Your goal » Only the lines from the line containing "Spot the potted" to the end of the records, both included, belong in the answer, copied exactly.

Input »

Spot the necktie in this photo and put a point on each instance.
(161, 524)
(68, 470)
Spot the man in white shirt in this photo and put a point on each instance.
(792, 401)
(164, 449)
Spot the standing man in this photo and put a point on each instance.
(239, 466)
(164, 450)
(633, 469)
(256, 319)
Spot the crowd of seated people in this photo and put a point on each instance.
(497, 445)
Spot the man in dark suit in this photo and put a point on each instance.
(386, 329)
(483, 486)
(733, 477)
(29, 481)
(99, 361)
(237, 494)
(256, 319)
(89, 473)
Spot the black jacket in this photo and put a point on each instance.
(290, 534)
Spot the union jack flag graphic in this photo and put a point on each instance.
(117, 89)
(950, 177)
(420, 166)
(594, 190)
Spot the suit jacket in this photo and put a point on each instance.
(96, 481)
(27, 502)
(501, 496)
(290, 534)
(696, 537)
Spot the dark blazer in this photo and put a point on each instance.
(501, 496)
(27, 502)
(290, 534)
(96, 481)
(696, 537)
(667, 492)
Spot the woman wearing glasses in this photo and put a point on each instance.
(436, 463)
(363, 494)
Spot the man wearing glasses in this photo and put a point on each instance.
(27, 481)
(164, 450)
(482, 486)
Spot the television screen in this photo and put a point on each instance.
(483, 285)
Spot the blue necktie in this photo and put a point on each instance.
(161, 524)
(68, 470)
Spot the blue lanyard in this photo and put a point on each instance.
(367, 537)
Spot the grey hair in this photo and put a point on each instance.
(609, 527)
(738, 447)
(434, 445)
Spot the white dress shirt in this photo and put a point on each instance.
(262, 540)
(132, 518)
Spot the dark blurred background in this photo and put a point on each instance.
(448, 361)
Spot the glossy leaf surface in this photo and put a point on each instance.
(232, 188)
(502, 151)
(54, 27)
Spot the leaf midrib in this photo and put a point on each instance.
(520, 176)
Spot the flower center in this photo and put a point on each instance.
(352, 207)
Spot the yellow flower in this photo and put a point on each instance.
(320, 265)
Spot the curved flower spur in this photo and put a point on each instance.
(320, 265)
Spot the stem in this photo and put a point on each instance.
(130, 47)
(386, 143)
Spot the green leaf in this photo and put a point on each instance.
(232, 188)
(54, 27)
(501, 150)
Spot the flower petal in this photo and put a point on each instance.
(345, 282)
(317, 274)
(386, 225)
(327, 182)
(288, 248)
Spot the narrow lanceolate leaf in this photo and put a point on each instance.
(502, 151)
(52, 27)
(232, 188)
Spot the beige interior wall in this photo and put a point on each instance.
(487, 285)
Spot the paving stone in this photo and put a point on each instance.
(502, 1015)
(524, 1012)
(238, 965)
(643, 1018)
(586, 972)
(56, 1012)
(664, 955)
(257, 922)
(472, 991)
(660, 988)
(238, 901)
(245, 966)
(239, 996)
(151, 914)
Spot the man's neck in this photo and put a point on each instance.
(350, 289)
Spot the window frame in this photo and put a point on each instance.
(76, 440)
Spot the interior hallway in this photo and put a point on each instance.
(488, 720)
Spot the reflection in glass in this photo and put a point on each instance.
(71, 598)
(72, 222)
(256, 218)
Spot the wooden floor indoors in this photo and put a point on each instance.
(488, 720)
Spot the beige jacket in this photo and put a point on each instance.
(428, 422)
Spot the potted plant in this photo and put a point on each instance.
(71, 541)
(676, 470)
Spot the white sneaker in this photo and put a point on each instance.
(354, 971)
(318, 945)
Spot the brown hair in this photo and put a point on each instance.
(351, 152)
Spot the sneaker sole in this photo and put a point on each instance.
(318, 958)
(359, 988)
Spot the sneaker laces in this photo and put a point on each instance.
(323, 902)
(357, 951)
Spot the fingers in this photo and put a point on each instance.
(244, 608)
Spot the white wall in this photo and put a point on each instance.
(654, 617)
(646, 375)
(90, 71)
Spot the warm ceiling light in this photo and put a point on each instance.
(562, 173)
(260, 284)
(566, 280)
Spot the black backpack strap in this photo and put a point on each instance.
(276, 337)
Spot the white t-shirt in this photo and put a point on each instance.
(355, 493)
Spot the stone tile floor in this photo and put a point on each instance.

Your solution »
Spot the potted plant in this photo and put a point on each instance.
(71, 541)
(676, 470)
Spot the white sneaker in this photo and put a point on each instance.
(354, 971)
(318, 945)
Spot the brown hair in this photo and put a point on each instance.
(351, 152)
Spot the sneaker sole in this photo and put a point on each instance.
(318, 958)
(359, 988)
Spot the sneaker laces in this photo and put a point on each instance.
(323, 902)
(357, 951)
Spot the fingers in this photo and put a point on each instance.
(244, 608)
Spot the white wall in this photo and put a point on each instance.
(654, 617)
(646, 375)
(90, 71)
Spot the warm ceiling light in this photo and put a point on each instance.
(562, 173)
(260, 284)
(566, 280)
Spot the black backpack strap in this photo and put a point on each instance.
(276, 337)
Spot the white t-shirt in this photo and put a point on each instance.
(355, 493)
Spot the stone tile floor in this photo and put a point on each instance.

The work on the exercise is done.